*LISTE DES TÂCHES*.
a) Dans le texte fourni, restituez mot pour mot le passage qui commence par "Par un jeu de" et se poursuit jusqu'à "par l’artiste peintre.".
b) D'après le texte fourni, comment la bourgeoisie réagit-elle quand la toile est présentée au public ?

*TEXTE FOURNI*.
┌──
Nous sommes en 1857 et ce tableau – “les glaneuses” de Jean-François Millet – fait scandale…
L’objet de la discorde : une classique histoire de lutte des classes.
Par un jeu de techniques graphiques simples mais parfaitement maîtrisé (jeu d’échelle, lumière rasante sur des glaneuses aux dimensions imposantes, visages cachés ne montrant pas la dureté de l’effort, vêtements colorés et propres, renvoi des signes d’opulence au second plan…) Millet met en lumière et au premier plan les personnes les plus misérables de la société, les glaneuses, celles qui ramassent ce qui reste dans les champs une fois que tout le monde est passé.
Lors de la présentation de la toile au public en 1857, la bourgeoisie est outrée, obligée de regarder ce qu’elle ne veut pas voir, obligée de porter son regard sur un monde rural magnifié par l’artiste peintre.
└──
(Une suite de lignes)
┌──
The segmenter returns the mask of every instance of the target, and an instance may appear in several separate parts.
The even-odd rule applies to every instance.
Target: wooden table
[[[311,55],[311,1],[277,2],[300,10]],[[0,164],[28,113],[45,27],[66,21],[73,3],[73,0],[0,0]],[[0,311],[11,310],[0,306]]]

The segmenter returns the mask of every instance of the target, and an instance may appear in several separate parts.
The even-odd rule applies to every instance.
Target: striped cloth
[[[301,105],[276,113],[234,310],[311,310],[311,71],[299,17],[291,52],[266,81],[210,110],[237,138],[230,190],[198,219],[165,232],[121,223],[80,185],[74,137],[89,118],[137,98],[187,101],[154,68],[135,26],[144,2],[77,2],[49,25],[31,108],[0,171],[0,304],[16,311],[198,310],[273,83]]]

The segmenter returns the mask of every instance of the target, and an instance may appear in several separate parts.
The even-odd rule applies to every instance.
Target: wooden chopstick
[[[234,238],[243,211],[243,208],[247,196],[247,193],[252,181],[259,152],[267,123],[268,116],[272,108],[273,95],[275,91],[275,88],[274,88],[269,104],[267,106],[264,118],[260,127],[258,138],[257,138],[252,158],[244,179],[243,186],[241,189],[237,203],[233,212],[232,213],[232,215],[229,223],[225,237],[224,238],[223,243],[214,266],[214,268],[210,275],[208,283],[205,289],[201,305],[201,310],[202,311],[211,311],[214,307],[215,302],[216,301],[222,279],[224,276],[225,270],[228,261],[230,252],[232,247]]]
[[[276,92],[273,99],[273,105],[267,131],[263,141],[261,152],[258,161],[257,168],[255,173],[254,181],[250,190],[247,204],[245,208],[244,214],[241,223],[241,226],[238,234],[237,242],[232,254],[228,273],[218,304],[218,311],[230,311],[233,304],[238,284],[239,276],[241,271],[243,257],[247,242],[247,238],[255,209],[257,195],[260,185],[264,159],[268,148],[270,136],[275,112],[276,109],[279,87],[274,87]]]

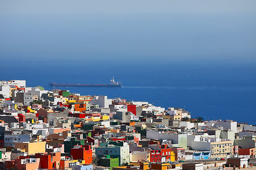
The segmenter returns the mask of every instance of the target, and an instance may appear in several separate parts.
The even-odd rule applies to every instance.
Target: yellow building
[[[15,144],[15,148],[25,149],[29,155],[36,153],[43,153],[45,152],[46,141],[28,143],[22,142]]]
[[[232,141],[211,142],[211,157],[231,157]]]
[[[181,114],[180,115],[164,115],[163,117],[164,119],[167,118],[169,120],[181,120]]]

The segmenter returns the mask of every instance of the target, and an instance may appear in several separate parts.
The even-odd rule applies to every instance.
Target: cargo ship
[[[49,83],[50,86],[53,87],[121,87],[122,84],[117,81],[115,81],[114,77],[110,80],[111,83],[109,84],[56,84],[56,83]]]

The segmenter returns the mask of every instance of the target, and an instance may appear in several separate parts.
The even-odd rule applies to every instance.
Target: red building
[[[255,148],[239,148],[238,154],[240,155],[250,155],[250,158],[255,158]]]
[[[15,161],[6,161],[5,162],[5,169],[10,170],[12,168],[15,169]]]
[[[22,113],[18,113],[18,117],[19,117],[19,123],[20,123],[21,122],[25,122],[25,116]]]
[[[161,162],[161,152],[159,150],[151,150],[150,155],[151,162]]]
[[[52,169],[58,168],[61,161],[60,152],[51,152],[47,153],[36,153],[35,157],[41,159],[41,168]]]
[[[90,164],[92,161],[92,149],[91,146],[87,145],[88,150],[81,146],[74,146],[71,149],[71,155],[74,160],[84,160],[86,164]]]

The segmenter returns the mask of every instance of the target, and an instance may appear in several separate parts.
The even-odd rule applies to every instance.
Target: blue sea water
[[[191,116],[256,125],[255,62],[243,61],[2,61],[1,79],[24,79],[27,86],[49,83],[109,84],[121,88],[58,87],[81,95],[147,101],[167,109],[185,108]]]

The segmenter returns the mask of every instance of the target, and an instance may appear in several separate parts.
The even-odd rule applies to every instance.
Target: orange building
[[[151,169],[158,170],[166,170],[170,169],[170,163],[151,163]]]
[[[42,169],[58,169],[61,161],[60,152],[45,153],[36,153],[36,157],[41,159],[41,168]]]
[[[240,155],[250,155],[250,158],[255,158],[255,148],[239,148],[238,149],[238,154]]]
[[[16,170],[36,170],[40,168],[40,158],[16,159],[14,161]]]
[[[74,146],[74,148],[71,149],[71,155],[74,160],[85,160],[86,164],[90,164],[92,161],[92,149],[91,146],[88,145],[88,150],[85,148],[81,147],[81,146]]]

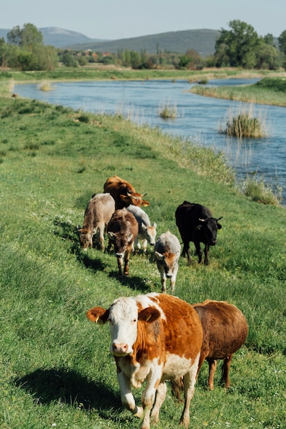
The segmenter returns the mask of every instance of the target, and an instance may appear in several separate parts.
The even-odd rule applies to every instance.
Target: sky
[[[286,29],[286,0],[1,0],[0,28],[31,23],[116,40],[180,30],[230,29],[230,21],[259,36]]]

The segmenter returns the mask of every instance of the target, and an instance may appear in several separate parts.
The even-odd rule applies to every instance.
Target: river
[[[256,80],[215,79],[207,84],[241,85]],[[35,84],[17,84],[14,92],[75,110],[120,114],[139,125],[158,127],[169,134],[222,151],[239,180],[257,173],[274,191],[277,186],[283,188],[286,204],[286,108],[202,97],[189,92],[193,84],[186,80],[73,82],[56,83],[47,92]],[[166,106],[176,110],[175,119],[160,117]],[[230,117],[250,108],[264,125],[266,137],[237,140],[219,132]]]

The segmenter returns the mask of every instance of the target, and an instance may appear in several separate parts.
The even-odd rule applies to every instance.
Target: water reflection
[[[219,79],[209,86],[242,85],[257,79]],[[228,138],[219,133],[230,112],[244,108],[241,103],[204,97],[189,92],[187,81],[111,81],[57,83],[53,91],[43,92],[36,84],[16,85],[21,96],[61,104],[84,111],[120,114],[139,125],[159,127],[164,132],[191,139],[197,144],[223,151],[237,177],[257,172],[266,182],[283,188],[286,202],[286,133],[285,108],[253,105],[253,115],[263,117],[267,136],[258,139]],[[159,116],[163,106],[176,107],[177,117]]]

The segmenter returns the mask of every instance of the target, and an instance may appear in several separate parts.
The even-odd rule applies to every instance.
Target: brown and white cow
[[[95,307],[86,315],[97,323],[110,322],[110,350],[117,367],[122,404],[143,418],[141,429],[150,428],[152,407],[151,417],[158,421],[167,393],[165,381],[181,376],[184,406],[180,423],[188,428],[202,341],[202,325],[193,307],[176,297],[150,293],[118,298],[108,310]],[[140,387],[145,380],[143,407],[138,406],[131,387]]]
[[[155,243],[154,254],[161,275],[162,292],[167,292],[167,278],[170,279],[171,293],[175,292],[180,251],[179,239],[169,231],[161,234]]]
[[[134,206],[146,206],[150,202],[143,199],[146,194],[142,195],[136,192],[134,186],[118,175],[114,175],[106,180],[104,186],[104,192],[109,192],[115,200],[115,208]]]
[[[214,388],[213,378],[218,359],[223,359],[222,382],[230,387],[229,370],[233,354],[246,342],[247,320],[237,307],[226,301],[211,301],[193,304],[202,323],[204,337],[198,373],[204,360],[208,363],[208,384]]]
[[[113,213],[107,225],[109,248],[113,244],[117,257],[119,275],[129,273],[129,259],[133,243],[138,234],[138,222],[134,215],[125,208]],[[122,260],[124,258],[124,271]]]
[[[89,200],[82,228],[78,225],[80,244],[84,250],[93,247],[93,236],[97,233],[102,250],[104,250],[104,230],[115,211],[115,201],[109,193],[95,195]]]

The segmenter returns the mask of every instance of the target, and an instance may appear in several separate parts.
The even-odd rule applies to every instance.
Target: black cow
[[[188,256],[188,264],[191,264],[189,242],[193,241],[197,255],[199,257],[199,263],[202,262],[202,252],[200,243],[204,244],[204,264],[208,265],[208,250],[210,246],[217,243],[217,232],[222,228],[222,225],[215,219],[208,208],[184,201],[176,210],[176,223],[179,229],[184,247],[182,256],[186,253]]]

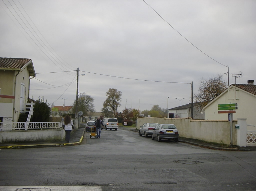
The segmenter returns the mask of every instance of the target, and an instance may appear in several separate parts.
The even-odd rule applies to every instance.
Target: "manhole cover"
[[[203,163],[203,162],[202,162],[198,161],[187,161],[186,160],[174,161],[173,162],[177,162],[177,163],[185,164],[199,164],[200,163]]]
└──
*RÉPONSES ATTENDUES*.
a)
Par un jeu de techniques graphiques simples mais parfaitement maîtrisé (jeu d’échelle, lumière rasante sur des glaneuses aux dimensions imposantes, visages cachés ne montrant pas la dureté de l’effort, vêtements colorés et propres, renvoi des signes d’opulence au second plan…) Millet met en lumière et au premier plan les personnes les plus misérables de la société, les glaneuses, celles qui ramassent ce qui reste dans les champs une fois que tout le monde est passé.
Lors de la présentation de la toile au public en 1857, la bourgeoisie est outrée, obligée de regarder ce qu’elle ne veut pas voir, obligée de porter son regard sur un monde rural magnifié par l’artiste peintre.

b) Elle est outrée, obligée de regarder ce qu'elle ne veut pas voir.